- [Instruction]:
Render every line of the rows below as a two-column Markdown table. Put the line's number under "Line" and its wording under "Content", and leave out blank lines.

▶

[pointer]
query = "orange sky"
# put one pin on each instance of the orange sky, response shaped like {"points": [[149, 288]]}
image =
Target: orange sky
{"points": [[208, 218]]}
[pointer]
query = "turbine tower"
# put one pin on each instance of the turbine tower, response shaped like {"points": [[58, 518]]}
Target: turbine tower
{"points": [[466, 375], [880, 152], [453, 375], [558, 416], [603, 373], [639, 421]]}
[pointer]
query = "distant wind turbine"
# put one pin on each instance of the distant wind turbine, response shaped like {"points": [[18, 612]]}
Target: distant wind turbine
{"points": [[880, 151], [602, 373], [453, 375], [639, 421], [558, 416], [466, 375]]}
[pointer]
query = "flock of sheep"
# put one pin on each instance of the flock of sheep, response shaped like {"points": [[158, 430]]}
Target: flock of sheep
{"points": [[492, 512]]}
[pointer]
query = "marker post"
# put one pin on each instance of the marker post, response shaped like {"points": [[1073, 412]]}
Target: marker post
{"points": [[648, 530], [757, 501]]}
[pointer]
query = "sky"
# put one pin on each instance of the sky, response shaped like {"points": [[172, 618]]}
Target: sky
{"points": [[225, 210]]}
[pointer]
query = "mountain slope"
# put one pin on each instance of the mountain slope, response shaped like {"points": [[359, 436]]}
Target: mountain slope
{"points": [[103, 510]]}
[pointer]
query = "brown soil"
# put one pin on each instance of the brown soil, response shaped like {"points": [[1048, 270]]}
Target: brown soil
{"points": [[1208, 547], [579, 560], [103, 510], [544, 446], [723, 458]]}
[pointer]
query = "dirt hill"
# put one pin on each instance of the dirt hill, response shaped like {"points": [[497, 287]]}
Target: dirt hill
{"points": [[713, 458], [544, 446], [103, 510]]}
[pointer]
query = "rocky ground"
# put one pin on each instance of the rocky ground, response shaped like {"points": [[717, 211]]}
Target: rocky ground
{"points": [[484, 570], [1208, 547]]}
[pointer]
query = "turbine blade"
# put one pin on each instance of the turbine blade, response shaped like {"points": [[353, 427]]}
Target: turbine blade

◀

- [Result]:
| Line | Content |
|---|---|
| 1 | [pointer] |
| 2 | query = "orange sky" |
| 3 | # put one pin on each instance of the orange sky, response shaped like {"points": [[149, 288]]} |
| 4 | image = |
| 5 | Target: orange sky |
| 6 | {"points": [[208, 218]]} |
| 7 | [pointer] |
| 8 | query = "turbine tower" |
| 9 | # put one pin on each instance of the turbine tower, response shaped like {"points": [[58, 518]]} |
| 10 | Target: turbine tower |
| 11 | {"points": [[466, 375], [880, 152], [453, 375], [558, 416], [603, 373], [639, 421]]} |
| 12 | [pointer] |
| 13 | query = "distant wind turbine" |
| 14 | # put one pin on each instance of the distant wind turbine, response shaped like {"points": [[18, 612]]} |
| 15 | Target: distant wind turbine |
| 16 | {"points": [[880, 151], [602, 373], [453, 375], [639, 421], [558, 416], [466, 375]]} |
| 17 | [pointer] |
| 18 | query = "flock of sheep" |
| 19 | # put one pin on each instance of the flock of sheep, response shaped like {"points": [[158, 430]]} |
| 20 | Target: flock of sheep |
| 21 | {"points": [[492, 512]]} |
| 22 | [pointer] |
| 23 | query = "marker post" |
| 24 | # put one pin on each instance of the marker post, response shaped like {"points": [[1073, 412]]} |
| 25 | Target: marker post |
| 26 | {"points": [[648, 530], [757, 501]]} |
| 27 | [pointer] |
| 28 | query = "sky" |
| 29 | # put one pin on each instance of the sky, response shaped like {"points": [[172, 618]]} |
| 30 | Target: sky |
| 31 | {"points": [[225, 210]]} |
| 32 | [pointer] |
| 33 | query = "mountain slope" |
| 34 | # put one pin on each instance of the mountain slope, response shaped like {"points": [[359, 436]]} |
| 35 | Target: mountain slope |
| 36 | {"points": [[103, 510]]} |
| 37 | [pointer] |
| 38 | query = "brown soil" |
| 39 | # put one pin on each instance of the brown soil, response shaped like {"points": [[1048, 270]]} |
| 40 | Target: brown soil |
| 41 | {"points": [[1208, 547], [579, 560], [103, 510], [544, 446], [723, 458]]} |
| 42 | [pointer] |
| 43 | query = "dirt hill" |
| 44 | # put one pin on each instance of the dirt hill, response shaped like {"points": [[497, 287]]} |
| 45 | Target: dirt hill |
| 46 | {"points": [[713, 458], [544, 446], [103, 510]]} |
| 47 | [pointer] |
| 48 | query = "rocky ground" |
| 49 | # put one pin on each instance of the rocky ground, response shaped like {"points": [[717, 211]]} |
| 50 | Target: rocky ground |
| 51 | {"points": [[484, 570], [1208, 547]]} |
| 52 | [pointer] |
| 53 | query = "turbine blade" |
| 54 | # put one pin on each instance of the turbine blade, response shaped like {"points": [[353, 427]]} |
| 55 | Target: turbine blade |